#### [EXERCISE OBJECTIVE]
Extract every line of the material below that contains the string "floor", and note that case counts when matching.
[START OF DATA SECTION]
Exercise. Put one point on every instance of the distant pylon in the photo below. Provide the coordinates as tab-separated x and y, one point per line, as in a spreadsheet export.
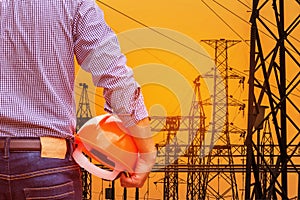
273	82
226	182
196	137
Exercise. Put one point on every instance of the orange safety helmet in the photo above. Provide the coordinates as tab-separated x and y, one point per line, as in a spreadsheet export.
105	139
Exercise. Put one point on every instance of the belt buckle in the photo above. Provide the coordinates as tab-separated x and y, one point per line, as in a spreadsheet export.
52	147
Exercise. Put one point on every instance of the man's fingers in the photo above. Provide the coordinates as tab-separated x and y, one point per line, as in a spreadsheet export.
135	180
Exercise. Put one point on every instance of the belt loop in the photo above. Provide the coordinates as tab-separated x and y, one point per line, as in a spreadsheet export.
6	147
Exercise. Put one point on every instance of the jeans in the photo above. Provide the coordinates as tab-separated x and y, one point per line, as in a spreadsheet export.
25	175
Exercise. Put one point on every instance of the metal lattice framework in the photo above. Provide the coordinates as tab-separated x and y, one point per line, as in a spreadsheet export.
273	82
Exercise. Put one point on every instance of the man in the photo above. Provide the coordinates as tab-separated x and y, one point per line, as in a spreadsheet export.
37	109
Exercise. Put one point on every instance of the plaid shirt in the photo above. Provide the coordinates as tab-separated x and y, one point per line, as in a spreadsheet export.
39	39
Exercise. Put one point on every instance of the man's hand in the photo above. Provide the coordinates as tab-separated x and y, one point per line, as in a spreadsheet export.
146	159
133	180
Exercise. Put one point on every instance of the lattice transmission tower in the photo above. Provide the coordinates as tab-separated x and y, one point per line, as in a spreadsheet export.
197	131
83	115
226	184
273	83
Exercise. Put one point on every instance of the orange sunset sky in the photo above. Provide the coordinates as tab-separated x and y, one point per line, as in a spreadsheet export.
162	42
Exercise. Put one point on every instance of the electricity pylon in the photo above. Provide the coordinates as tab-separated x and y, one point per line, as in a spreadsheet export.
273	82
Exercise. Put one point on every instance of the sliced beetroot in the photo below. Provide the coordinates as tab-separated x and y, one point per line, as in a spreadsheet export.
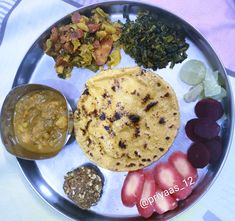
215	148
189	130
198	155
209	108
132	188
206	128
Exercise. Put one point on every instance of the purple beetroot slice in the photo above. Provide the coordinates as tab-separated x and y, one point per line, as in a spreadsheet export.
189	130
198	155
206	128
209	108
214	146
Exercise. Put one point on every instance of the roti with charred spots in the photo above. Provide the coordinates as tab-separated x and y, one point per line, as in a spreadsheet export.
126	118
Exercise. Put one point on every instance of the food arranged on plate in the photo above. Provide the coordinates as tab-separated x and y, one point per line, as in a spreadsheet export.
205	82
127	118
84	186
88	42
204	131
153	41
41	121
159	190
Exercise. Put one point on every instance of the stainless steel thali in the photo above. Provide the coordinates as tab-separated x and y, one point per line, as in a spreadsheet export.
46	176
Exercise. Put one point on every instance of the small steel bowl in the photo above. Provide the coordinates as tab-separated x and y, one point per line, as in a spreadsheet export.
7	128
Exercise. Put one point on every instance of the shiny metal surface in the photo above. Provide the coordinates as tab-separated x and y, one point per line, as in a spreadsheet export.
7	128
40	175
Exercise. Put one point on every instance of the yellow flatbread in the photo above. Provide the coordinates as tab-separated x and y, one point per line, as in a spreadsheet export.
126	118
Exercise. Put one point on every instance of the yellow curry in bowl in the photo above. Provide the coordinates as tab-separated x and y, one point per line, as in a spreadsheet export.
36	121
40	121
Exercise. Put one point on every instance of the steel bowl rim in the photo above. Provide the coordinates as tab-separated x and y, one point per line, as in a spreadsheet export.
230	133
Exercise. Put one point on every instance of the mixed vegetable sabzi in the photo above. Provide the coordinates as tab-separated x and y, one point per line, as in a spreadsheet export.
151	40
85	42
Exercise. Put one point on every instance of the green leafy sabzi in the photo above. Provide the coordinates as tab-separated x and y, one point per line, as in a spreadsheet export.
154	41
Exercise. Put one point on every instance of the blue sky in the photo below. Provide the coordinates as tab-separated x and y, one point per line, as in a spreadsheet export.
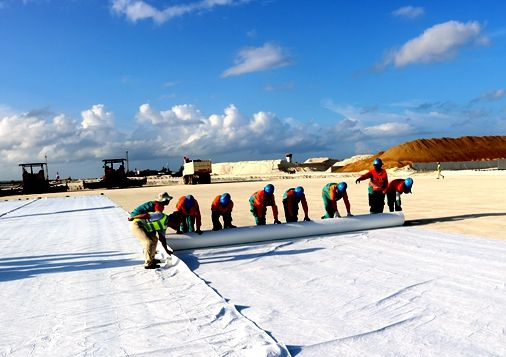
228	80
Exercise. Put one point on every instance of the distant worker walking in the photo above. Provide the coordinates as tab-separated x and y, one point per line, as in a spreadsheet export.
377	184
331	193
148	241
291	199
394	191
438	169
259	202
222	206
189	207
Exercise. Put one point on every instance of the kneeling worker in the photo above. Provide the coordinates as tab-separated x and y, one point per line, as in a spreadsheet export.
394	191
189	207
331	193
291	199
222	206
258	205
148	241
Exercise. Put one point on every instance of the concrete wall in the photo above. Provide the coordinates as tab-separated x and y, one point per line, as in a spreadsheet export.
461	165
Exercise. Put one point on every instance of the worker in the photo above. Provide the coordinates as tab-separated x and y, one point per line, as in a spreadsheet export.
222	206
136	226
155	228
291	199
259	202
189	207
377	184
331	193
394	191
438	169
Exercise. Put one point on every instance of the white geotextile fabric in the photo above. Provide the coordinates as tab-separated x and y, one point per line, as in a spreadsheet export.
389	292
72	283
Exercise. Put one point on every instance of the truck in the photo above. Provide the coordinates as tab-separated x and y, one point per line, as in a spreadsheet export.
197	171
114	176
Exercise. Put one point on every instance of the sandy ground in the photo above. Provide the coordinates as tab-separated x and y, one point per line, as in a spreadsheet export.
466	202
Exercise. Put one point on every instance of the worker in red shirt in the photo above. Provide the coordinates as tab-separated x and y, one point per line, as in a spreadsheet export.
394	191
331	193
258	205
222	206
291	199
377	184
189	207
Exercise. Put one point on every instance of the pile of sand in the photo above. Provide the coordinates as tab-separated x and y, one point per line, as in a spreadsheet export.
466	148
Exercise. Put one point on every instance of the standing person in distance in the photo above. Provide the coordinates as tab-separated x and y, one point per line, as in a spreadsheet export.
189	207
377	184
259	202
394	191
148	241
222	206
291	199
331	193
438	169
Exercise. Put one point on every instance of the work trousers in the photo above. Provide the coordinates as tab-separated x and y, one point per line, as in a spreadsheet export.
393	204
376	201
188	224
329	208
295	212
148	241
227	220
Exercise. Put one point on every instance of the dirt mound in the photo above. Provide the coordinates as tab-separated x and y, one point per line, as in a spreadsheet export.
466	148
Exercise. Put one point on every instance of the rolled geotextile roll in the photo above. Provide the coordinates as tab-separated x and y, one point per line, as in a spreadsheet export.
270	232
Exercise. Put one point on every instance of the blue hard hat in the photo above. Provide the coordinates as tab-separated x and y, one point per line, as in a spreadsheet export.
225	199
188	202
341	187
299	191
377	162
269	189
408	183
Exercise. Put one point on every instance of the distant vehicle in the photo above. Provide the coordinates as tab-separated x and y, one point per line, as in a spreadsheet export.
114	176
35	179
197	171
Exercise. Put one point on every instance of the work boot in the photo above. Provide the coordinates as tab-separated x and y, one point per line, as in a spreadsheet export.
151	266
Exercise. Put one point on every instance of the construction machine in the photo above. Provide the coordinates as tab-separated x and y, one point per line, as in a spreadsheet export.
114	176
197	171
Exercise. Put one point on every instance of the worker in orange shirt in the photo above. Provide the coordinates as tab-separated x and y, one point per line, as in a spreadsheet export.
291	199
377	184
331	193
394	191
222	206
189	207
259	202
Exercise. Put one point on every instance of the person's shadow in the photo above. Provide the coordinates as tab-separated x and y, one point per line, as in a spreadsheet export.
15	268
424	221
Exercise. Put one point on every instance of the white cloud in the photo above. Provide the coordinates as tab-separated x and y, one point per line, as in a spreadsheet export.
97	117
138	10
410	12
438	43
254	59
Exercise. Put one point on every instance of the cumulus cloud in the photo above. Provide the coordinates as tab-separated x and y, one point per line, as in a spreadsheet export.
138	10
438	43
254	59
410	12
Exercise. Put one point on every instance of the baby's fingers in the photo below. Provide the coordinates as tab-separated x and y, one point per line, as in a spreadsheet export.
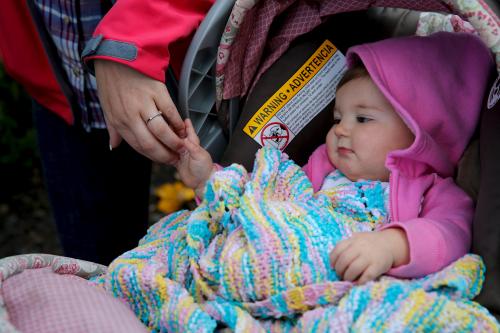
344	259
369	274
191	133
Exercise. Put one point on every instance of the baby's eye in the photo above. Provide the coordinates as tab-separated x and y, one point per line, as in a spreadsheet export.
361	119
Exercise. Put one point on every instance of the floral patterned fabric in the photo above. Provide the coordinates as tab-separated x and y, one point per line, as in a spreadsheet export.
11	266
240	62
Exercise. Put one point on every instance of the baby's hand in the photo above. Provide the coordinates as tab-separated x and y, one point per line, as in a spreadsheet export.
367	255
195	165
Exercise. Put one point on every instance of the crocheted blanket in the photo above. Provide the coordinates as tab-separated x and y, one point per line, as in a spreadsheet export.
253	257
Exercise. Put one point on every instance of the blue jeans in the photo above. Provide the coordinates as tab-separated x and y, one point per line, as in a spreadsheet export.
99	197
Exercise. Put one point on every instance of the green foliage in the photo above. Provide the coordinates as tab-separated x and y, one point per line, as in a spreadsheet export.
18	153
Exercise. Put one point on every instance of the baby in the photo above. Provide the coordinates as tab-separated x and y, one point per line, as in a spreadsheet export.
403	115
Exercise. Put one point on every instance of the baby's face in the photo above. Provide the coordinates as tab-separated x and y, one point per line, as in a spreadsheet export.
366	128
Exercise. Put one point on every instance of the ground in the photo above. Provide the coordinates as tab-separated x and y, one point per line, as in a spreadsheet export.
26	224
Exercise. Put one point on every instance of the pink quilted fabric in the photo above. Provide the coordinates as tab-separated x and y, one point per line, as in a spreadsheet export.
259	43
39	300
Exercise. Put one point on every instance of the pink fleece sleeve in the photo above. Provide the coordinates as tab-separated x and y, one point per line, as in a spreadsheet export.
441	234
318	167
156	28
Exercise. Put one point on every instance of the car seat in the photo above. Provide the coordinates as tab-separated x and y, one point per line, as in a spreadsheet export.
241	56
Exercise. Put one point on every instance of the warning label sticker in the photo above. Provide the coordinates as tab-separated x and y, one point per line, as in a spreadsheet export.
299	100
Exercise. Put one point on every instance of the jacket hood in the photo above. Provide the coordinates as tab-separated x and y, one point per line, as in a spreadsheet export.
436	84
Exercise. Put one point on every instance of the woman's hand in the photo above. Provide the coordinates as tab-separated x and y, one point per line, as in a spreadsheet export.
367	255
129	98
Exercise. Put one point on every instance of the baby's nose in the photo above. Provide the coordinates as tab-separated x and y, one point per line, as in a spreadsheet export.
340	129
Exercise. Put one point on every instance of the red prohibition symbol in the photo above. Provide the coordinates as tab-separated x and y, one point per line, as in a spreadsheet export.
275	135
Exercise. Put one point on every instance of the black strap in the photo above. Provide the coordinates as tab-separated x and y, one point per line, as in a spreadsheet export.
106	6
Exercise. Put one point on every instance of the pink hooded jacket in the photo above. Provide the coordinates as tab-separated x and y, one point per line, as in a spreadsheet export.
436	84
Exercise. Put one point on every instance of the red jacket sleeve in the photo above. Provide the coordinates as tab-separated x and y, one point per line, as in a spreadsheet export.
147	35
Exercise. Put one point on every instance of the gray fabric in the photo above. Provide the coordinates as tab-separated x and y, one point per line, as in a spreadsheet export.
98	46
486	226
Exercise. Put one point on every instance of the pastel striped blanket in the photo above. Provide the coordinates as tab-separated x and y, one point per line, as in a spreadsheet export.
253	257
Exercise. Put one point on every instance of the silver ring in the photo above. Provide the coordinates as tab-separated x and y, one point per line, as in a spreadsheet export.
153	117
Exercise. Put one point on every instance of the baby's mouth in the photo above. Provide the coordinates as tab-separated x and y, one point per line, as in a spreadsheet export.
344	151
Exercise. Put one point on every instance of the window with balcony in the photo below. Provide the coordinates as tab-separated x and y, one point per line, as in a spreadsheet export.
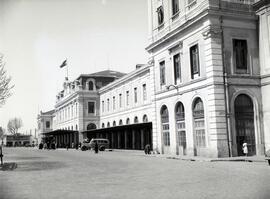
194	61
120	100
162	73
160	13
177	68
135	95
108	105
175	7
91	107
144	92
240	55
48	124
127	98
113	102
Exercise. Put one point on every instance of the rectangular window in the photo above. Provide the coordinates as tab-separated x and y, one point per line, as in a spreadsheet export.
108	105
103	107
47	124
177	68
120	100
91	107
135	95
194	61
162	72
175	7
113	102
240	55
144	92
127	97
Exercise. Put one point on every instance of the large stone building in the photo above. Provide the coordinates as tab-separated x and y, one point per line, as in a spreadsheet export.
208	78
127	116
76	108
204	91
262	8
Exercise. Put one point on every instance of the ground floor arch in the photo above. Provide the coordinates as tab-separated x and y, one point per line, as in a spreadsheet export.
244	124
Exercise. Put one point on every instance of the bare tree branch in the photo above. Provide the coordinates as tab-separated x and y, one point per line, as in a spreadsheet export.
13	125
5	86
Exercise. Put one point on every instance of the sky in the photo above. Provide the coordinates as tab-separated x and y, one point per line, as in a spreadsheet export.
36	36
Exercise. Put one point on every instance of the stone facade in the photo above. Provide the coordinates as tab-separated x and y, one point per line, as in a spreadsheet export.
262	8
206	36
130	100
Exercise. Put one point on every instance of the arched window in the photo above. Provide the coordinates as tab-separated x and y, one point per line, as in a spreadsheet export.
165	125
136	120
244	124
90	85
91	126
199	123
145	118
180	126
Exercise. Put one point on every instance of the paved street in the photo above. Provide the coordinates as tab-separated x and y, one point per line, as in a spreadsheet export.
118	174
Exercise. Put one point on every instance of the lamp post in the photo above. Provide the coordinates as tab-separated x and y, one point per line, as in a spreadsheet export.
171	85
1	155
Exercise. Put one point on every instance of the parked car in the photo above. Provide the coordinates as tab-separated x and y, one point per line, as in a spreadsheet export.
102	144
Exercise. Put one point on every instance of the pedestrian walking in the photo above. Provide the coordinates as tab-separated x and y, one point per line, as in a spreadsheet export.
245	148
96	147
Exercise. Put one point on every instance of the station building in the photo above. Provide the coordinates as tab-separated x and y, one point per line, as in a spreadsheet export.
203	92
208	78
127	116
76	108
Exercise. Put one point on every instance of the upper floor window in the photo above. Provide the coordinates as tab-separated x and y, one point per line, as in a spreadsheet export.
91	107
240	55
127	97
144	92
160	13
108	105
135	95
177	68
194	61
175	7
162	72
48	124
120	100
113	102
90	86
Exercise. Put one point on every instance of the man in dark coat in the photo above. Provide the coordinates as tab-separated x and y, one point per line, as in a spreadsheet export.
96	147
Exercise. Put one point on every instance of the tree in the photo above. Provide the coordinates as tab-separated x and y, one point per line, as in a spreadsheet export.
5	86
1	132
13	125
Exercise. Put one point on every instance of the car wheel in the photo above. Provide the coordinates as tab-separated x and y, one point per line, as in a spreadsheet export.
101	148
84	148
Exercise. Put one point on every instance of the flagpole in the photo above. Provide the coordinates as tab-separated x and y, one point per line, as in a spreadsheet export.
67	70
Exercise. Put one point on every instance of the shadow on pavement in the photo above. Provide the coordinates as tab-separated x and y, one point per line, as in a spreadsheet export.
8	166
39	166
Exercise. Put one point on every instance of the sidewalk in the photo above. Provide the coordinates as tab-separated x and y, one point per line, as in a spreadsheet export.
205	159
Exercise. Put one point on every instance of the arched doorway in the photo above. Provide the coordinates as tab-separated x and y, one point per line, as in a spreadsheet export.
180	128
244	124
199	126
165	128
91	126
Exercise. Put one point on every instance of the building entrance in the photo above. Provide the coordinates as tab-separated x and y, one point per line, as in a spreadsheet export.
244	121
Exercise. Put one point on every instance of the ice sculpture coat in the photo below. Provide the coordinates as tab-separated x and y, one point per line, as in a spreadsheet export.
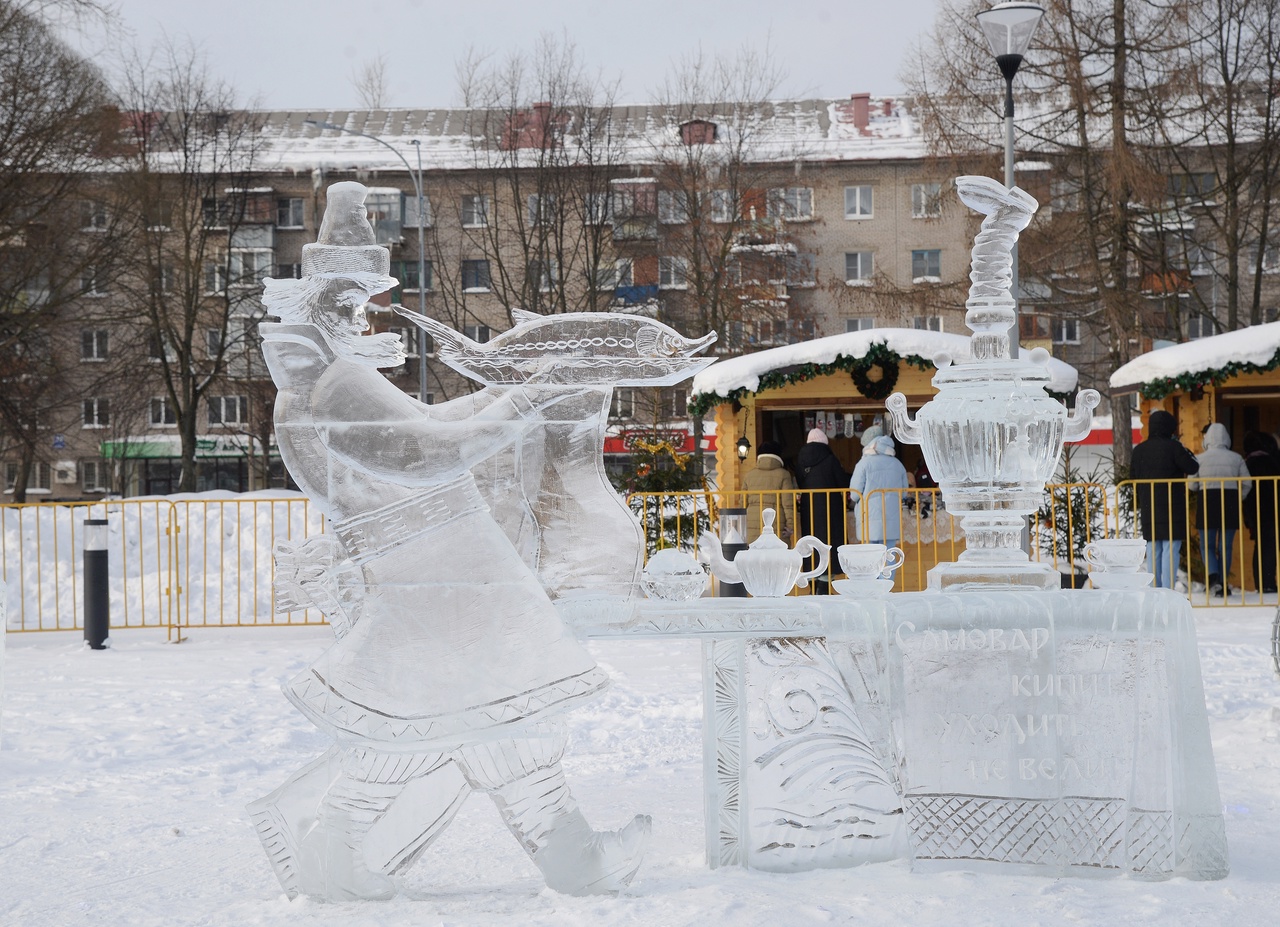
[END OF DATA SECTION]
#### [THE SOLUTION]
Exercise. Put one point on every instance of the ground floor arch in the photo above. Provide the coordinates as tab-separated x and y, one point per line, as in a spreadsheet export.
Exercise. Put one point on every instance of the upper floor window in the photo above. Provide the coordinates as tab-separated x and y, one point per line, as in a spreadsheet export.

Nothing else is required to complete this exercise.